→ TUGAS YANG DIKERJAKAN:
**1.** Menurut teks tentang al-Azhar, sejak masa dinasti apa pamor al-Azhar mulai menurun?
**2.** Ketik ulang sebagian teks tentang al-Azhar tanpa mengubah apa pun: mulailah pada kata-kata "sejak Dinasti Usmani", lalu berhenti setelah kata-kata "pertama abad ke-19.".

→ TEKS SUMBER:
┄┄┄┄┄┄┄┄┄┄┄┄┄┄┄┄┄┄┄┄
Harta wakaf sampai saat ini digunakan untuk membayar gaji para dosen dan
karyawan, pemberian beasiswa baik dari dalam maupun dari luar.[30]
Prof
Dr. Azyumardi Azra berpendapat, sebagai sebuah perguruan tinggi yang sudah
berusia tua, al-Azhar pun mengalami pasang dan surut dalam perkembangannya.
sejak Dinasti Usmani (1517-1798 M) pamor al-Azhar mulai menurun , sehimgga
menjadi alasan kuat bagi penguasa pembaru seperti Muhammad Ali untuk campur
tangan lebih jauh dalam pembenahan al-Azhar sejak paroan pertama abad ke-19.
┄┄┄┄┄┄┄┄┄┄┄┄┄┄┄┄┄┄┄┄
→ ISI KUMPULAN DATA:

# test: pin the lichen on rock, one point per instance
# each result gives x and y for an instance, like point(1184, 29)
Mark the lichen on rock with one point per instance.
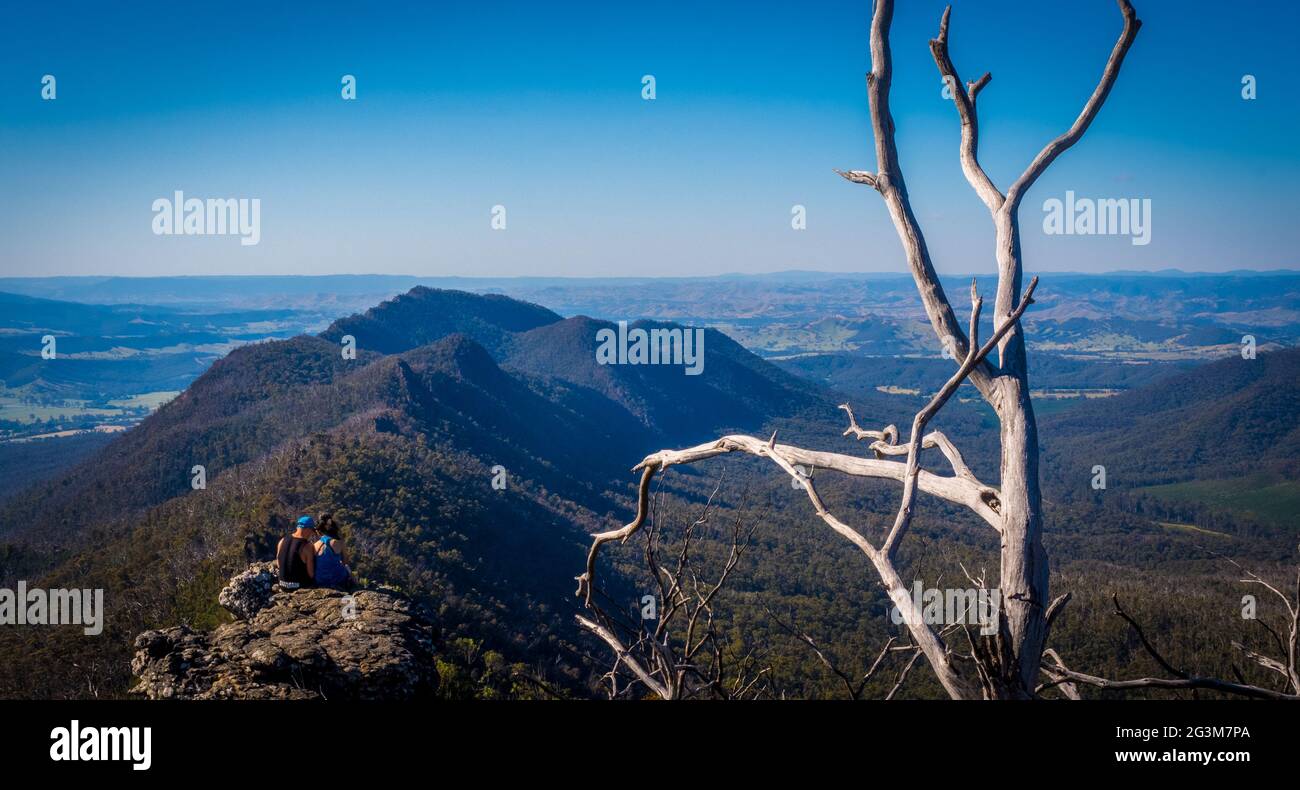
┄┄┄┄┄┄┄┄┄┄┄┄┄┄┄┄┄┄┄┄
→ KUNCI JAWABAN:
**1.** Sejak Dinasti Usmani (1517-1798 M).

**2.**
sejak Dinasti Usmani (1517-1798 M) pamor al-Azhar mulai menurun , sehimgga
menjadi alasan kuat bagi penguasa pembaru seperti Muhammad Ali untuk campur
tangan lebih jauh dalam pembenahan al-Azhar sejak paroan pertama abad ke-19.